→ **WHAT THE EXERCISE ASKS**
The records below are to be reproduced exactly, and no picture should appear in the copy.

→ **AVAILABLE DATA**
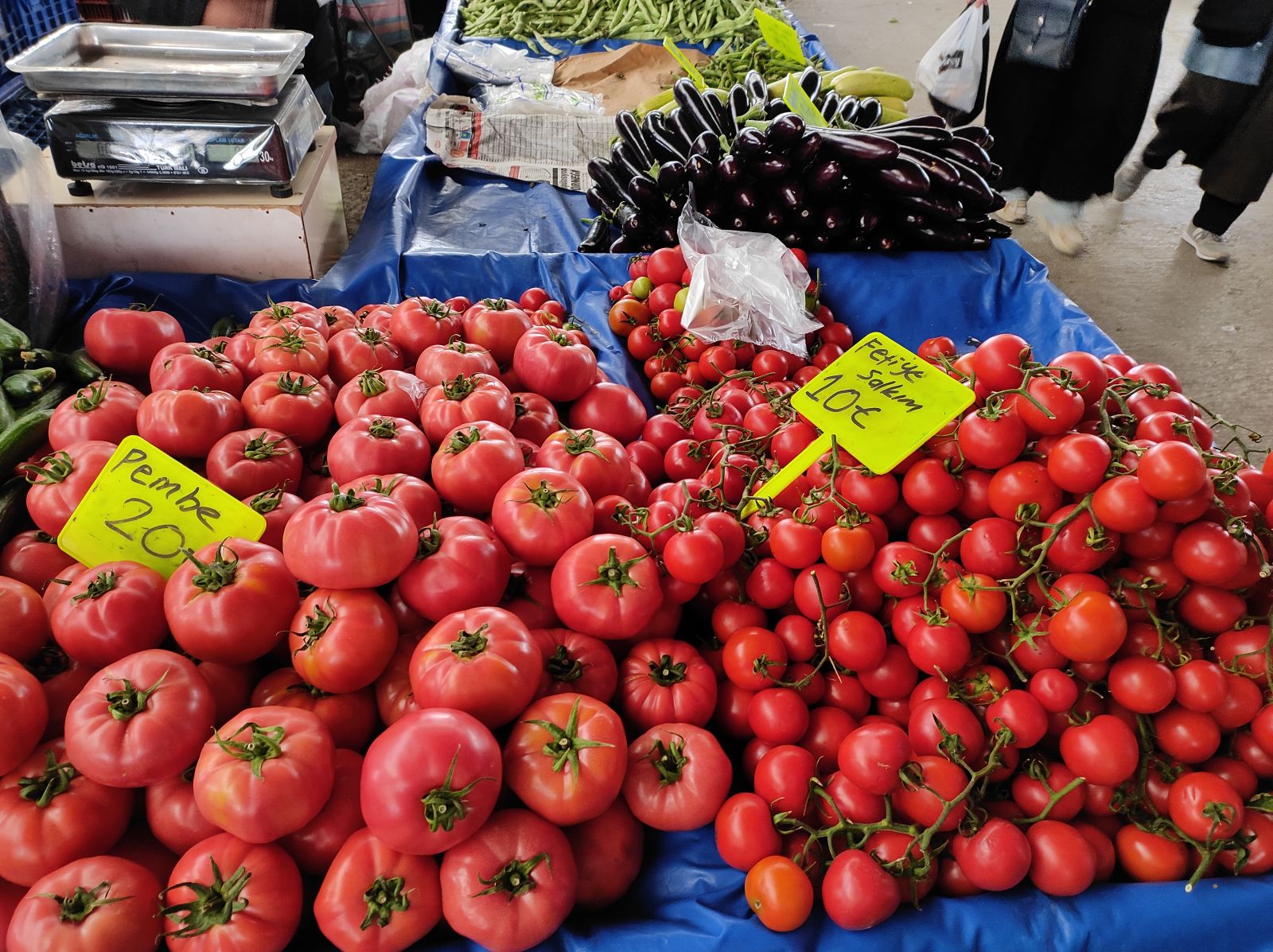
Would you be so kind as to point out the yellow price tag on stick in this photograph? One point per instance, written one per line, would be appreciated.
(878, 401)
(691, 70)
(781, 36)
(146, 507)
(799, 102)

→ **YOUR SOLUTION**
Would you be so kind as to point out the yellow price tag on stick in this photograph? One point per instance, written one per line, would be appreciated.
(878, 401)
(691, 70)
(781, 36)
(146, 507)
(799, 102)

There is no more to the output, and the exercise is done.